What the task asks. Word for word, transcribe the lines from the one containing "Point out the necktie" through the end of the entries, both included, and nothing else.

___ Record excerpts ___

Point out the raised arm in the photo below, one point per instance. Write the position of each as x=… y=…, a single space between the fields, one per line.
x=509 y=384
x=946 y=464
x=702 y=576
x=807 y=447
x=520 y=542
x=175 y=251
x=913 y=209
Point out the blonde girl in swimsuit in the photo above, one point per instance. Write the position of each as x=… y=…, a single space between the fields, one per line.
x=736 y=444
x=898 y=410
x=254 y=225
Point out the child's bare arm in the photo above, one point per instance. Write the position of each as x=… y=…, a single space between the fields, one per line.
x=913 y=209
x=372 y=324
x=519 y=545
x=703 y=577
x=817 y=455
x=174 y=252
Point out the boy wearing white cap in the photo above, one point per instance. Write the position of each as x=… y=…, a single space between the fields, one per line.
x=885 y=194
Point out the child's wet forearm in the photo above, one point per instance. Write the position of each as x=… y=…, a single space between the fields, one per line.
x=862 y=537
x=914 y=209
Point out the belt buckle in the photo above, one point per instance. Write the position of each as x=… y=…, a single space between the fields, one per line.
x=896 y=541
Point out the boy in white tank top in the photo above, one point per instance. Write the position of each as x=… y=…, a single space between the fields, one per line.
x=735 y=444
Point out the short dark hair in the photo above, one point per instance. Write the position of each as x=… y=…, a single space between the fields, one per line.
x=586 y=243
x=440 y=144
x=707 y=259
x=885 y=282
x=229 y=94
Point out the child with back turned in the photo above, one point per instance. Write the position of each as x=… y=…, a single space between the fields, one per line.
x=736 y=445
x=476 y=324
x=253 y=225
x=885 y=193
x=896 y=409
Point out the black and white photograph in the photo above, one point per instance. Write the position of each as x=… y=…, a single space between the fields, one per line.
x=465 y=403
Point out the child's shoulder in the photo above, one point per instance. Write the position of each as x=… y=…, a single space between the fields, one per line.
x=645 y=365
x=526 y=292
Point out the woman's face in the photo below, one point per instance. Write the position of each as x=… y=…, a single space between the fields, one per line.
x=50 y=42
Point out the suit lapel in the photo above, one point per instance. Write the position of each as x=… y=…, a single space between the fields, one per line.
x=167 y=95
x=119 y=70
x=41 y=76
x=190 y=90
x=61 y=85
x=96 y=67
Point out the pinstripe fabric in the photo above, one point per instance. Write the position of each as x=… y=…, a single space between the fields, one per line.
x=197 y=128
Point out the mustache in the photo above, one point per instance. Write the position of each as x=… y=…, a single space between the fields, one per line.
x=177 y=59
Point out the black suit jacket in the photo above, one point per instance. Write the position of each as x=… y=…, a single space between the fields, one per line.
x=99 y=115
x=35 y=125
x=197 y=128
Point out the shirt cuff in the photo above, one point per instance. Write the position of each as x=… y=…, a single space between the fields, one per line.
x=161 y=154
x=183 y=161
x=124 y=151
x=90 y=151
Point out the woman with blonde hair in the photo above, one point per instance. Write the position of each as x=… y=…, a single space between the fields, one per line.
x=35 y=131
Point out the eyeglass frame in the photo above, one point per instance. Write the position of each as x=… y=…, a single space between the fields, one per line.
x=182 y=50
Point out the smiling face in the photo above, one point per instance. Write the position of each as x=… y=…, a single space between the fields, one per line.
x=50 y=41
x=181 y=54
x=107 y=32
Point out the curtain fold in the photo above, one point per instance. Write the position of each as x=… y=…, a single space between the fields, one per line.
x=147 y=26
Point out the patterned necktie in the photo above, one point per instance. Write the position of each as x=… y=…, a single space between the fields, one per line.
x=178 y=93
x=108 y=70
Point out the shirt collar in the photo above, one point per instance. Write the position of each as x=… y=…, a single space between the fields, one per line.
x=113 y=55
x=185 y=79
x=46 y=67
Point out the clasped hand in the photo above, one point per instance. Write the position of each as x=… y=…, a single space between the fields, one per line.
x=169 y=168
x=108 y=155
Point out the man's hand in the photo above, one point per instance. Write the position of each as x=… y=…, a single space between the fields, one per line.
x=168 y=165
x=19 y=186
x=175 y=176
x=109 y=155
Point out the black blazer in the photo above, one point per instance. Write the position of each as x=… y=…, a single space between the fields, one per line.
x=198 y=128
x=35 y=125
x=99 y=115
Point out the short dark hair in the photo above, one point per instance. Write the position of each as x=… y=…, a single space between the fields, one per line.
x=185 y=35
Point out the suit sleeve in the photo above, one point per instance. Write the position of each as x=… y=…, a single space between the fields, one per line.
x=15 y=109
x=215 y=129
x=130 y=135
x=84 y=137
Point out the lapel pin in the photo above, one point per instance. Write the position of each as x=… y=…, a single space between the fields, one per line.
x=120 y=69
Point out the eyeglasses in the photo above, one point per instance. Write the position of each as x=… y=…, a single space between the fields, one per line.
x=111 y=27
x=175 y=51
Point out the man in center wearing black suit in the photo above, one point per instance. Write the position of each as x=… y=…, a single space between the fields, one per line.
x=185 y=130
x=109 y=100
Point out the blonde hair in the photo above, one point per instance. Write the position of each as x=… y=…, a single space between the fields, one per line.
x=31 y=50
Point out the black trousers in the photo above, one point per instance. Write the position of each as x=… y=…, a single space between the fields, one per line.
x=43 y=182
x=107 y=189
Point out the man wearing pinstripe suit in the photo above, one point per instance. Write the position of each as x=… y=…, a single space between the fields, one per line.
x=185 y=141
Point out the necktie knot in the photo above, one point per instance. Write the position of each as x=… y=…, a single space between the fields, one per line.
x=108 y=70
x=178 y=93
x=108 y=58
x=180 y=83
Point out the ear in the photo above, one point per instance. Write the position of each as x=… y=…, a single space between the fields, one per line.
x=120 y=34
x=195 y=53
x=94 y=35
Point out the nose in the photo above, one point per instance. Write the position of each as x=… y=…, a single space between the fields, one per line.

___

Solution for this exercise.
Point out the necktie knot in the photo above, one point per instance. Write the position of each as x=… y=…, a single space between the fields, one per line.
x=108 y=70
x=178 y=93
x=108 y=58
x=180 y=83
Point out the ear in the photo above, one point per instance. Write the position of each as x=… y=…, a single space between the fields, one per line.
x=120 y=34
x=195 y=53
x=94 y=35
Point out the nose in the photo above, one point per instance. Write the position of each as x=… y=…, a single space between the fields, one per line.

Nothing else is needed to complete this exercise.